Task details >> Copy out the items word for word, from the line containing "mountains, I would be grateful." up to and including the line containing "[[175,117],[172,119],[172,120],[173,121],[179,121],[179,118]]".

Supplied records >>
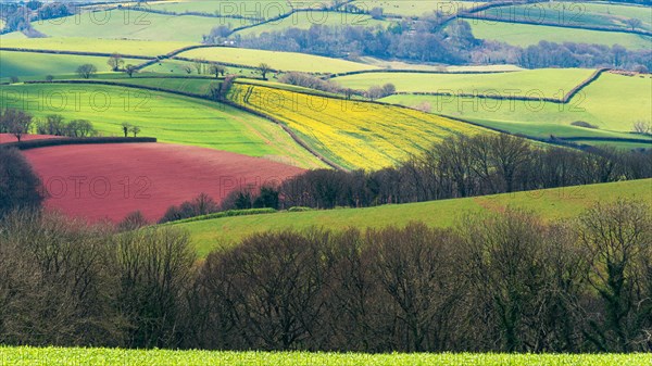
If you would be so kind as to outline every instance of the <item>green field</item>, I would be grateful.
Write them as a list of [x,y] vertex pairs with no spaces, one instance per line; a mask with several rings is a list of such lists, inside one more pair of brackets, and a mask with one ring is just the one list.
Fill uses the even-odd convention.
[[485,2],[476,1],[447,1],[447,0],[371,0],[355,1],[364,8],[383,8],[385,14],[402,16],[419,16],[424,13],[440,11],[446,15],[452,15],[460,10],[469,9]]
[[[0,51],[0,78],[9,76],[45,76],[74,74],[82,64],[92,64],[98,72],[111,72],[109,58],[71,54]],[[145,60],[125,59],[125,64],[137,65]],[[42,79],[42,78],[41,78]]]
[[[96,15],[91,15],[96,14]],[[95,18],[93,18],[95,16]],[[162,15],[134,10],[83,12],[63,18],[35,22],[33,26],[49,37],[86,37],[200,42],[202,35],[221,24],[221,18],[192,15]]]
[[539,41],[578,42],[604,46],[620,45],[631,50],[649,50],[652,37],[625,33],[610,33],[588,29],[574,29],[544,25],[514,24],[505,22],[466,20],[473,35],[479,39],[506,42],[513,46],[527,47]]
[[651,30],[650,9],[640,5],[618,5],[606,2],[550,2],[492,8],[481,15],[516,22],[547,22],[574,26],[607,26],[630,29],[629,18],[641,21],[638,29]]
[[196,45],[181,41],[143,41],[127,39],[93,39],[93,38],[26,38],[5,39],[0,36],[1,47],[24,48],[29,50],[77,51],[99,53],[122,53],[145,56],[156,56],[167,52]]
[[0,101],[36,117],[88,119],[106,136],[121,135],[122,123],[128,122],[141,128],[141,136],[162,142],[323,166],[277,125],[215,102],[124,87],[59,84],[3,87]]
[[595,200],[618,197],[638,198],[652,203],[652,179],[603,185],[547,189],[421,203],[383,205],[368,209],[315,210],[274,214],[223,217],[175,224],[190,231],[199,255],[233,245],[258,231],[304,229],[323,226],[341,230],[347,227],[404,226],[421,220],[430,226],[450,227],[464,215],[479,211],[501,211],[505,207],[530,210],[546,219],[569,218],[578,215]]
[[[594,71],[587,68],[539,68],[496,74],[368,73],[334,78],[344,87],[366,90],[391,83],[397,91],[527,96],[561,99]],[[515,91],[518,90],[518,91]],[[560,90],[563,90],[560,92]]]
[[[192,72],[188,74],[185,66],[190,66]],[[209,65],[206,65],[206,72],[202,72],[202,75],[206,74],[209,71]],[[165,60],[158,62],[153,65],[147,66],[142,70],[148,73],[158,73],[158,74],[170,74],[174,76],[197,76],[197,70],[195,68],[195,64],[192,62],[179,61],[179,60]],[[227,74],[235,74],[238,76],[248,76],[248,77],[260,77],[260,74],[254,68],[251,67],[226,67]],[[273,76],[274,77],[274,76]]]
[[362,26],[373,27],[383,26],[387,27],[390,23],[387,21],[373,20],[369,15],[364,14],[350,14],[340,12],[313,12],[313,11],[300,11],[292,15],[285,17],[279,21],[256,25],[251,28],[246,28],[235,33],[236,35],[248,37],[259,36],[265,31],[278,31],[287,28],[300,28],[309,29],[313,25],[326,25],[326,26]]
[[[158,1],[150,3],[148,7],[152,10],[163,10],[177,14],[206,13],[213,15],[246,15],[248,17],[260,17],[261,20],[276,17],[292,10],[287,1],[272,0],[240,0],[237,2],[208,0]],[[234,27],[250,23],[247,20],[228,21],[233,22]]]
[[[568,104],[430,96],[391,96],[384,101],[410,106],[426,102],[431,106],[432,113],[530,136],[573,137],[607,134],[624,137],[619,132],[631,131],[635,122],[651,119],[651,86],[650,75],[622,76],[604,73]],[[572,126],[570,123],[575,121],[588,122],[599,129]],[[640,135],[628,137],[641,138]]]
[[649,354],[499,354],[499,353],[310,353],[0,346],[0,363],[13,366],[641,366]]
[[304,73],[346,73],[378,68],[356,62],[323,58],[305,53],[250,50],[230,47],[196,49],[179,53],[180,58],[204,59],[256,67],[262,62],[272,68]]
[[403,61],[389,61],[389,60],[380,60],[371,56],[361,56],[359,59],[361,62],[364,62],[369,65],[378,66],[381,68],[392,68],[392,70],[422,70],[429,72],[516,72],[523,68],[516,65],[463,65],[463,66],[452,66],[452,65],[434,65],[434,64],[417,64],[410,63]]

==

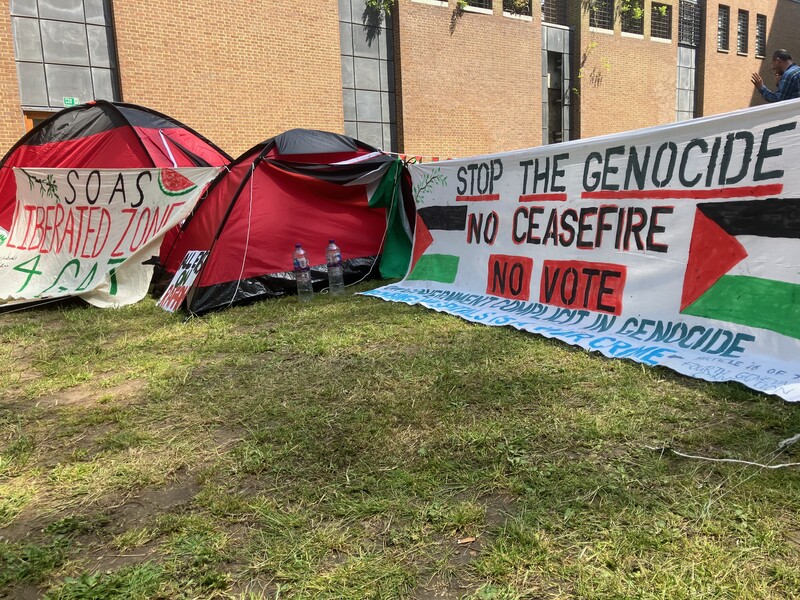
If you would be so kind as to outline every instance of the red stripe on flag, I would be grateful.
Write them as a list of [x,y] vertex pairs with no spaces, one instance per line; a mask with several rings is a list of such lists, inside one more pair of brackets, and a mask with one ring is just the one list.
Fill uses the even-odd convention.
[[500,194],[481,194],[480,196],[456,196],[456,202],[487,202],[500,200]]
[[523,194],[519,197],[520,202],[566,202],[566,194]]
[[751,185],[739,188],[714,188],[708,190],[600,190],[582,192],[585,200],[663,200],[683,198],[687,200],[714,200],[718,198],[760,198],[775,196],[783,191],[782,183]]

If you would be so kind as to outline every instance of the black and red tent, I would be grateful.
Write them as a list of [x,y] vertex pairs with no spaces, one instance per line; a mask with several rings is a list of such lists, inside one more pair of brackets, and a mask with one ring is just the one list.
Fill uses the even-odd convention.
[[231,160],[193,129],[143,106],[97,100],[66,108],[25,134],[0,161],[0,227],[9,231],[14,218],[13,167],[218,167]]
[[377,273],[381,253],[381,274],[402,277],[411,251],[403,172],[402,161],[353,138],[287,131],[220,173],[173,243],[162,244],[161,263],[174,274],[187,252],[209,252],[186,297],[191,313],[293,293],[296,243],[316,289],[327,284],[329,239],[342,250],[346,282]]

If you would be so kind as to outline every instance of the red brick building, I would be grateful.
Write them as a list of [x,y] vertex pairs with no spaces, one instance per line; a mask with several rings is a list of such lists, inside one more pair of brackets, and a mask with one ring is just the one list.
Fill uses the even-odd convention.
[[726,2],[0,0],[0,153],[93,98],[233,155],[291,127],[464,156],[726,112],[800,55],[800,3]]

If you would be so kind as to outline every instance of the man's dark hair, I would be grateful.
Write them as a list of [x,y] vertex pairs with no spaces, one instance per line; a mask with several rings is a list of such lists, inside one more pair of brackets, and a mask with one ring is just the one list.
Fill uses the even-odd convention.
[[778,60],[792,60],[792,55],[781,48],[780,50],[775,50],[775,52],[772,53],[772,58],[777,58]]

--

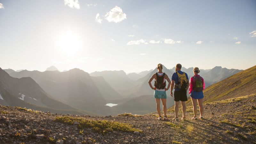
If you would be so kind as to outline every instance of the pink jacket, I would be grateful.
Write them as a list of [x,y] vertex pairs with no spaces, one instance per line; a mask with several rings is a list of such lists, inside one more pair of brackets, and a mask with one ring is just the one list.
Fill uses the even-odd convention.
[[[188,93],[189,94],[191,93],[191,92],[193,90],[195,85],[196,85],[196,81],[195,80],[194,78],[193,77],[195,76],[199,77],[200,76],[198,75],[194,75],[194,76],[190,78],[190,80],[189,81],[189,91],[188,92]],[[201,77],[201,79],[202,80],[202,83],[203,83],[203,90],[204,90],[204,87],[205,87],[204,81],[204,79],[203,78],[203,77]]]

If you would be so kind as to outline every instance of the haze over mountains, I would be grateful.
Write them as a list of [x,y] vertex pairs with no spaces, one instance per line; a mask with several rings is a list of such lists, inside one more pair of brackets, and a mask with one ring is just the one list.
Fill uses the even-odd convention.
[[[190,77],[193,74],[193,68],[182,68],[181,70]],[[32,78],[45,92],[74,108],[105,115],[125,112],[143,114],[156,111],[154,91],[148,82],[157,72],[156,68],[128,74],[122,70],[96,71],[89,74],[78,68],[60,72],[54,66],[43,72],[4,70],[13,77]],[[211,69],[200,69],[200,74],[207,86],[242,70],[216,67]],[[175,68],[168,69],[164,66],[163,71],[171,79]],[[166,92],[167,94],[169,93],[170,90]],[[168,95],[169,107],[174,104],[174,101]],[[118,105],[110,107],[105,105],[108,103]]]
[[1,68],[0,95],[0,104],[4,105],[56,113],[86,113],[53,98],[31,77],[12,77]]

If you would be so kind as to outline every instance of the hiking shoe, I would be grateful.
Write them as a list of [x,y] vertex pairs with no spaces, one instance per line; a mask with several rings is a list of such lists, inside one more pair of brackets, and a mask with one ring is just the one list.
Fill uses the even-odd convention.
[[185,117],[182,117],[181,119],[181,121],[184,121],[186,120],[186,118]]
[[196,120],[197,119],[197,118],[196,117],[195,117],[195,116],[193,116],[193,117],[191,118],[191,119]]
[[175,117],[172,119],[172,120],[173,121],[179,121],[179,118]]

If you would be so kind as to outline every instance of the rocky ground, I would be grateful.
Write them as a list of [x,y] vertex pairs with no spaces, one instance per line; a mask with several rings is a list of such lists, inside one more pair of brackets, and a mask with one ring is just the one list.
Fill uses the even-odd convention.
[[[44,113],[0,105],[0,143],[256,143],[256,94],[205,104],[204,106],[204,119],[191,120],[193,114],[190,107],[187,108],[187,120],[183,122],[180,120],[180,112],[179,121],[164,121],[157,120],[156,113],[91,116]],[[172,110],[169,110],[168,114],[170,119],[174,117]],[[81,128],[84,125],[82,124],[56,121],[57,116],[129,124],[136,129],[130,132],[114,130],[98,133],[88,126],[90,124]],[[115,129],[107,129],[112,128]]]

Answer below >>
If you would be so kind as to outline every instance of the haze over mountains, I would be grateful.
Write them as a list of [x,y] vertex pairs with no spaces, one instance per line; a mask with several rings is a list of such lists, inside one more pair of brackets, and a mask with one ring is just the one list.
Fill uses the even-odd convention.
[[[190,77],[193,74],[193,68],[182,68],[181,70]],[[32,78],[45,92],[74,108],[105,115],[125,112],[143,114],[156,111],[154,91],[148,82],[157,72],[156,68],[128,74],[122,70],[96,71],[89,74],[78,68],[60,72],[54,66],[43,72],[4,70],[13,77]],[[211,69],[200,69],[200,74],[207,86],[242,70],[216,67]],[[175,68],[168,69],[164,66],[163,71],[171,79]],[[166,92],[167,94],[169,93],[170,90]],[[168,95],[169,107],[174,104],[174,101]],[[118,105],[110,107],[105,105],[108,103]]]
[[1,68],[0,95],[0,104],[4,105],[56,113],[86,113],[53,98],[31,77],[12,77]]

If you would be so kind as to outline every instance of the hiking shoe, I would be grateful.
Write them as a list of [x,y] vertex pairs with no spaces, one instance per line; a mask with several rings is a list of such lists, inside one more pair of brackets, and a mask with one ring is just the one list.
Fill uses the even-odd convention.
[[185,117],[182,117],[181,119],[181,121],[184,121],[186,120],[186,118]]
[[196,120],[197,119],[197,118],[196,117],[195,117],[195,116],[193,116],[193,117],[191,118],[191,119]]
[[175,117],[172,119],[172,120],[173,121],[179,121],[179,118]]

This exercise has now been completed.